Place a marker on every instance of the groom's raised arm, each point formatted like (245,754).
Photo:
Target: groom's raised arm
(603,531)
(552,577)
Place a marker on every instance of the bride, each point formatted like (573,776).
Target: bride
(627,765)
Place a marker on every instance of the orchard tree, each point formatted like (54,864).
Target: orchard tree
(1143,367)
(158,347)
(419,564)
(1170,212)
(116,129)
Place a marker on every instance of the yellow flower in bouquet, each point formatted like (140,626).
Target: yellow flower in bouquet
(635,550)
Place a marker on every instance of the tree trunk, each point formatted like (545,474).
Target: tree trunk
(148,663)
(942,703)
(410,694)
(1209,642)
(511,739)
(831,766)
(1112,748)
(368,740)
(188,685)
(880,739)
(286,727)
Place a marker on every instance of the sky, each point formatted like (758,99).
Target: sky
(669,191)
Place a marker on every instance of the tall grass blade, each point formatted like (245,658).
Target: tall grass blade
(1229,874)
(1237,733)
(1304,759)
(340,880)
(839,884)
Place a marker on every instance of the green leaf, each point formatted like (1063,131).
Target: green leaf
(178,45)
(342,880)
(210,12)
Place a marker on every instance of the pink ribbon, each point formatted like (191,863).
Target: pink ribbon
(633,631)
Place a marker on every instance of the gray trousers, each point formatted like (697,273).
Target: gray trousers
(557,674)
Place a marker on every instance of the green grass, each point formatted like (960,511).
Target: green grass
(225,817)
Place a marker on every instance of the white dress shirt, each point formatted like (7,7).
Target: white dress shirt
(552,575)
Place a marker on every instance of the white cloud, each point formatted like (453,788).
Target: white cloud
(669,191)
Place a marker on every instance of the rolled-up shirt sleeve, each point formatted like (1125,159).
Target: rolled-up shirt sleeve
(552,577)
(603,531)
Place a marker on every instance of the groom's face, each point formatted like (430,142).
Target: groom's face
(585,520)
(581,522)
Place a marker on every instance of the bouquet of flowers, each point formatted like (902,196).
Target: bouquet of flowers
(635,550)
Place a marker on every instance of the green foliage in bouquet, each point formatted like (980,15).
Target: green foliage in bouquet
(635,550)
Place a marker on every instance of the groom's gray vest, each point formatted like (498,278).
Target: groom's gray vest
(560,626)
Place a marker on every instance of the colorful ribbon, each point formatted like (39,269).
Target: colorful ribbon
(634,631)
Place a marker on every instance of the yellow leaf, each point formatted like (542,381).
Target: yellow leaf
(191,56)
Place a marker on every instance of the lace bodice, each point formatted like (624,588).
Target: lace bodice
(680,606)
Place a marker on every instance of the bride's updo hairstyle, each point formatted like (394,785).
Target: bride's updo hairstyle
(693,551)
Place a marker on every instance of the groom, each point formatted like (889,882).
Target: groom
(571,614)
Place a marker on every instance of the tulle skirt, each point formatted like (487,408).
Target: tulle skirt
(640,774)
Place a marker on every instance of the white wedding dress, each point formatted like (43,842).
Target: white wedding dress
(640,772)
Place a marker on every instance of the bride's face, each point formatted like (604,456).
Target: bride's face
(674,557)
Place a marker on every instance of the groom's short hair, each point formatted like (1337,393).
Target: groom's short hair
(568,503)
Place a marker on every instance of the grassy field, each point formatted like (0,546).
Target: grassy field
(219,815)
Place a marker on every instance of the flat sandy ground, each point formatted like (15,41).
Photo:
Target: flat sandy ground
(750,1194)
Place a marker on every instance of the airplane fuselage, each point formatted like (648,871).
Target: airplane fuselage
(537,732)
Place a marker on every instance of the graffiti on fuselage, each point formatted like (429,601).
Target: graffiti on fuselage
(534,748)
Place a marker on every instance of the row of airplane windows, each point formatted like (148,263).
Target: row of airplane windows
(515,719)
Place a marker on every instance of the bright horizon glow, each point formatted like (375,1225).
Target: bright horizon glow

···

Word for word, extract all the records.

→ **OUTPUT FOR THIS TASK**
Place a marker on every instance of the groom's raised arm, each point formatted like (245,754).
Photo:
Target: groom's raised arm
(603,531)
(552,577)
Place a marker on every instance of the bride, each point formatted like (573,776).
Target: bride
(627,765)
Place a marker on every instance of the orchard tree, each point formatted like (54,864).
Target: orchard tree
(1143,367)
(158,347)
(419,564)
(1170,212)
(116,129)
Place a marker on every instance of the yellow flower in bouquet, each point formatted like (140,626).
Target: yellow flower in bouquet
(635,550)
Place a marker on every instance of the tree trunk, each point formatted like (545,474).
Target: tree trunk
(148,663)
(942,703)
(410,694)
(1209,642)
(511,739)
(831,766)
(1112,748)
(368,740)
(188,685)
(880,739)
(286,727)
Place a marker on every instance of the sky, each point formatted like (758,99).
Target: sky
(669,191)
Place a marker on every instance of the tall grass blade, each point formatted like (245,658).
Target: tall grass blade
(1229,874)
(1237,733)
(1304,759)
(340,880)
(839,884)
Place a marker on every instance of the green leaf, each point formatted like (1063,131).
Target: green leaf
(178,45)
(342,880)
(210,12)
Place a marker on every instance of the pink ribbon, each point formatted like (191,863).
Target: pink ribbon
(633,631)
Place a marker on every instance of the gray trousers, each point formatted like (697,273).
Target: gray trousers
(557,674)
Place a marker on every instance of the green grass, each point formatted like (960,511).
Target: green grass
(225,817)
Place a marker on every instance of the white dress shirt, each point formatted like (7,7).
Target: white dress shirt
(552,575)
Place a marker on every instance of the white cloud, each point formatted like (453,788).
Target: white cloud
(669,191)
Place a marker on every instance of the rolled-up shirt sleeve, each point formatted like (1125,159).
Target: rolled-up shirt sleeve
(552,577)
(603,531)
Place a marker on every instance of the groom's face, each point formatted like (430,142).
Target: groom's face
(585,520)
(581,522)
Place a marker on every instance of the bouquet of flowers, each point formatted like (902,196).
Target: bouquet of flowers
(635,550)
Place a marker on every instance of the green foliage in bouquet, each point formatted like (980,15).
Target: green foliage in bouquet
(635,550)
Place a marker on every instance of the groom's gray vest, each point formatted like (498,278).
Target: groom's gray vest
(560,626)
Place a marker on every instance of the colorful ribbon, each point formatted like (39,269).
Target: colorful ribbon
(634,631)
Place a marker on every instance of the yellow leaf, each point formatted like (542,381).
Target: yellow leaf
(191,56)
Place a marker on every instance of the lace bodice, each point formatted like (624,588).
Target: lace bodice
(680,606)
Place a marker on every instance of the bride's updo hairstyle, each point formatted like (394,785).
Target: bride's updo hairstyle
(693,551)
Place a marker on every instance of the groom, each point formatted like (889,882).
Target: groom
(571,614)
Place a marker on every instance of the tulle skirt, each point formatted like (487,408).
Target: tulle skirt
(640,774)
Place a marker on every instance of the white wedding dress, each point formatted like (43,842).
Target: white wedding dress
(640,772)
Place a marker on every instance of the bride's face, each point formatted like (604,456).
Target: bride's face
(674,557)
Place a marker on every instance of the groom's short hair, each point formatted like (1337,393).
Target: groom's short hair
(568,503)
Place a marker on every instance of the grassy field, each point formatted like (0,546).
Target: grassy field
(219,815)
Place a marker on every instance of the flat sandy ground, each point formatted like (15,41).
Photo:
Target: flat sandy ground
(750,1194)
Place a marker on every instance of the airplane fuselage, each point formatted like (648,871).
Target: airplane fuselage
(537,732)
Place a marker on every instance of the graffiti on fuselage, each point formatted like (429,601).
Target: graffiti on fuselage
(534,748)
Place a marker on every instance of the row of airplane windows, each point formatted like (148,263).
Target: row of airplane windows
(515,719)
Place a marker on every instance of the bright horizon glow, each point formatted like (375,1225).
Target: bright horizon glow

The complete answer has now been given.